- **Description of the task**:
Output the entries below without any alteration.

- **Excerpted data**:
----------

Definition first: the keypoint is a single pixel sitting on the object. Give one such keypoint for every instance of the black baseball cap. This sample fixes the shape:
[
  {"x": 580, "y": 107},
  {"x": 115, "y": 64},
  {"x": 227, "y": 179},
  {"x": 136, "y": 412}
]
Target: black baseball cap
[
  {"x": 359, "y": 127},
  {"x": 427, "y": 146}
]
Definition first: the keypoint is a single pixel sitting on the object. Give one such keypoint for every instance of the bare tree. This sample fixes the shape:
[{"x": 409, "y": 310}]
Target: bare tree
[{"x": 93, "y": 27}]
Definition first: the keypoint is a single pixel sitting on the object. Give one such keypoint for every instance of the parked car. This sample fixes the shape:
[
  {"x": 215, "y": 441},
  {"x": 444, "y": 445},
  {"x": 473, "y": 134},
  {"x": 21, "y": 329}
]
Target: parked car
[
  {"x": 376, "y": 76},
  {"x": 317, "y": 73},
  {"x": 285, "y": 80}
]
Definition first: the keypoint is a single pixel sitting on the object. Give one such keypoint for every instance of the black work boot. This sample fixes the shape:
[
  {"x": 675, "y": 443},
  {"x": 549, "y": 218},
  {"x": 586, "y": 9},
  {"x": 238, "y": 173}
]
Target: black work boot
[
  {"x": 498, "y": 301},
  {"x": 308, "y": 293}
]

----------

- **Exercise solution**:
Definition first: the keypoint is a single pixel sitting on the object. Give one such keypoint for every instance of the black baseball cap. This sample fixes the shape:
[
  {"x": 580, "y": 107},
  {"x": 115, "y": 64},
  {"x": 227, "y": 179},
  {"x": 136, "y": 412}
]
Target: black baseball cap
[
  {"x": 359, "y": 127},
  {"x": 427, "y": 146}
]
Definition first: the keypoint is a single pixel sitting on the object. Give one such keypoint for every instance of the bare tree. This sample fixes the shape:
[{"x": 409, "y": 310}]
Target: bare tree
[{"x": 93, "y": 27}]
Definition first: the keypoint is a single pixel sitting on the object. Give one such keypoint for every instance of the parked car. This sample fixes the shape:
[
  {"x": 215, "y": 441},
  {"x": 444, "y": 445},
  {"x": 473, "y": 134},
  {"x": 21, "y": 329}
]
Target: parked car
[
  {"x": 376, "y": 76},
  {"x": 317, "y": 73},
  {"x": 285, "y": 80}
]
Definition first: the keypoint is a single pixel sitting on the object. Give one such keypoint for every instance of the black work boot. This sample fixes the shape:
[
  {"x": 675, "y": 443},
  {"x": 549, "y": 218},
  {"x": 586, "y": 9},
  {"x": 238, "y": 173}
]
Target: black work boot
[
  {"x": 498, "y": 301},
  {"x": 308, "y": 293}
]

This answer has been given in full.